Com sede em Vancouver (Columbia Britânica), a Canadá Rare Earth Corporation anunciou ao governo estadual a instalação de seu empreendimento em Ariquemes, a duzentos quilômetros de Porto Velho,  estimando investimentos de R$ 1,5 bilhão e trezentos empregos diretos. À primeira vista isso pode ser bom, porque o setor não proporciona mais do que mil empregos.

O recém-chegado grupo canadense alardeia mais, colocando esta parte da Amazônia Ocidental Brasileira no mapa da competitividade: Rondônia passaria a ser o primeiro estado da América Latina “com indústria de terras raras, substâncias químicas usadas na indústria para a produção de diversos itens”.

Seus representantes anunciaram o negócio a um plenário infelizmente desfalcado de especialistas no assunto, daí, nenhuma pergunta mais consistente lhes foi dirigida. Nem ao menos a respeito do licenciamento ambiental.

O discurso incorporou  palavra “sustentável” quando se referiram ao rejeito mineral do garimpo Bom Futuro, considerado há três décadas o maior a céu aberto do mundo ?

Na padronização do tamanho de fragmentos e aumento da qualidade e concentração relativa do mineral a ser comercializado, a empresa procede ao beneficiamento mineral. O rejeito nada mais é que o produto originado na fase de separação do minério.

A empresa diz que utilizará o mineral por indústrias de alta tecnologia na fabricação de lasers, cabos de fibras ópticas e até no refino de petróleo.

Nos anos 1970 a voz do locutor Lucivaldo Souza, recentemente falecido aos 73 anos, anunciava na Rádio Caiari AM: “São 11h em Porto Velho, Capital Brasileira do Minério de Estanho”. Justificava-se, pois era mesmo.

Lucivaldo Souza

E onde foi parar o grupo Brascan, depois de ir embora de Rondônia? perguntaria algum o interessado em esclarecer essa parte da história?

Ao menos um ex-diretor do grupo está ancorado na toda poderosa canadense Brookfield [chegou ao Brasil no final dos anos 1800), que no dia 27 de março anunciaria um aporte de R$ 650 milhões na Renova Energia, um de seus novos negócios no País.

- EXTRATO DE DADOS -
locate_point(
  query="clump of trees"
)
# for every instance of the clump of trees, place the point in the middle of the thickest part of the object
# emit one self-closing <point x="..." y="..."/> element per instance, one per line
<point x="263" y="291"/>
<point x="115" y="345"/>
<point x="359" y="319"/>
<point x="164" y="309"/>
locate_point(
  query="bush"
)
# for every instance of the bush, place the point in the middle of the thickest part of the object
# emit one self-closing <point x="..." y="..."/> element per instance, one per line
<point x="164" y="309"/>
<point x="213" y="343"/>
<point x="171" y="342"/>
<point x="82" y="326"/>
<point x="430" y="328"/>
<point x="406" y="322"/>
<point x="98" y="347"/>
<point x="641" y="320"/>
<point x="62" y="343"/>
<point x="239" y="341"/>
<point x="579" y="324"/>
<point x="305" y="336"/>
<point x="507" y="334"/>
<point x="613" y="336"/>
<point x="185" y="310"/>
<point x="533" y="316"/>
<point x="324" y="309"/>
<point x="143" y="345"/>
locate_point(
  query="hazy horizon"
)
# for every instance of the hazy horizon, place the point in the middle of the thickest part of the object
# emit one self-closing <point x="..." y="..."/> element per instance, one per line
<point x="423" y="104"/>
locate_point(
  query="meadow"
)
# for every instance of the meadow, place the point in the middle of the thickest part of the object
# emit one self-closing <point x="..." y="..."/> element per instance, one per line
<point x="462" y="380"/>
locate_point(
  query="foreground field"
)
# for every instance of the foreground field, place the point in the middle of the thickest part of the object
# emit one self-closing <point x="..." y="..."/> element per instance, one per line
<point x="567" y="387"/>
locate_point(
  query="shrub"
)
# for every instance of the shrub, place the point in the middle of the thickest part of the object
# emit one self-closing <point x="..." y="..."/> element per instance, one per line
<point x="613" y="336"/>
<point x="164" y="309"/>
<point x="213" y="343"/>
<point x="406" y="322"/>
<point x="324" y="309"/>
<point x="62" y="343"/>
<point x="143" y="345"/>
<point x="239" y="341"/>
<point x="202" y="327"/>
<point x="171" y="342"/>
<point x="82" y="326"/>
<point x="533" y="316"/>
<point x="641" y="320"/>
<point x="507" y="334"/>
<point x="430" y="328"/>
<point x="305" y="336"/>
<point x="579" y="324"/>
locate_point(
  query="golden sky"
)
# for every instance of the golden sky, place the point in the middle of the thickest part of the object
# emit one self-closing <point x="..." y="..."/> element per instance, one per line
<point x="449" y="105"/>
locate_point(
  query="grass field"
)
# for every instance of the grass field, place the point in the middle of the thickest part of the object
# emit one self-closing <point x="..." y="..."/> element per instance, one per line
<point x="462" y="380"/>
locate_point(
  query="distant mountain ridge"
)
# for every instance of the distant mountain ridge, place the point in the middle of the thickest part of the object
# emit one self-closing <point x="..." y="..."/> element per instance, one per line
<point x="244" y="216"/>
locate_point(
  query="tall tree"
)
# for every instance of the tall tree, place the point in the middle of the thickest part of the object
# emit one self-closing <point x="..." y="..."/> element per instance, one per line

- TAREFAS E EXERCÍCIOS -
**A)** Responda às perguntas abaixo com base no texto sobre terras raras em Rondônia.
(i) Em que cidade fica a sede da Canadá Rare Earth Corporation?
(ii) Em que emissora Lucivaldo Souza anunciava a hora nos anos 1970?
(iii) De quanto seria o aporte que a Brookfield anunciaria na Renova Energia?
**B)** Dê continuidade ao texto sobre terras raras em Rondônia a partir da última frase apresentada.

- RESPOSTAS DOS EXERCÍCIOS -
**A)**
(i) Em Vancouver (Columbia Britânica).
(ii) Na Rádio Caiari AM.
(iii) De R$ 650 milhões.

**B)**
A Brookfield Energia Renovável opera no Brasil 43 usinas hidrelétricas, 19 parques eólicos e quatro usinas de geração a partir de biomassa, que somam uma capacidade instalada de aproximadamente 1.600 MW e ativos de aproximadamente R$ 18 bilhões espalhados por dez estados.

No final dos anos 1990, a Estanho de Rondônia S/A negociava a Mineração Jacundá, e logo após, nos anos 2000, a Companhia Siderúrgica Nacional também se interessava pelo seu patrimônio. A Jacundá vendeu e também doou parte das casas de algumas vilas, sobretudo no setor Santa Maria, para moradores e funcionários da empresa que residiam em Itapuã do Oeste.

Com a quebra da cassiterita entre 1989 e 1990, no mercado internacional, a mineração viveu a adaptação à nova realidade imposta pelo mercado, e assim uma parte significativa da população da Jacundá que não foi demitida passou a fixar residência no distrito, mais tarde elevado à condição de município.

Rondônia tem como principais compradores desse minério as fundições de metais não ferrosos: White Solder, Melt Metais, Coopermetal, CFC da Amazônia e Estanho de Rondônia. Transformados, são vendidos no País e no Exterior

Segundo geólogos, o preço do minério de estanho em Ariquemes leva em consideração o preço do estanho no London Metal Exchange (bolsa de metais em Londres, Reino Unido), cotação do dólar e o teor de estanho contido conclui-se retirando de 13 a 15% do montante referente ao custo de processamento.

Segundo o especialista em recursos minerais, economista Antonio Teotônio de Souza Neto, da Agência Nacional de Mineração (ANM), ex-Departamento Nacional de Produção Mineral (DNPM), começou no século XVII a mineração no território que se denominou Rondônia (bem depois de pertencer ao velho Matto Grosso).

Desbravadores intencionados no aprisionamento de indígenas buscam ouro, cuja corrida só começou em 1978, quando ocorria a substituição da extração rudimentar do minério de estanho pela mecanizada. Daí, conforme estudos de Teotônio, explica-se a diversidade de substâncias encontradas aqui: cassiterita, chumbo, columbita, ouro, manganês, tantalita, wolframita e zinco. E dos não metálicos: água mineral, areia, argilas comuns, calcário (rochas), cascalho, diamante, gemas, rochas (britadas) e rochas irnamentais (granito e afins).

O Ministério Público Federal nunca revelou se os antigos detentores das lavras minerais no Setor Jacundá, do extinto grupo Brascan, seriam responsabilizados pela buraqueira e pela extinção de espécies árvores medicinais cometidas durante as décadas em que ali estiveram. Mas aí já passamos a outro degrau dessa história que teima permanecer na memória dos que ali trabalharam, viveram e testemunharam tudo.

O que tem a ver Rondônia com Londres?  A Bolsa!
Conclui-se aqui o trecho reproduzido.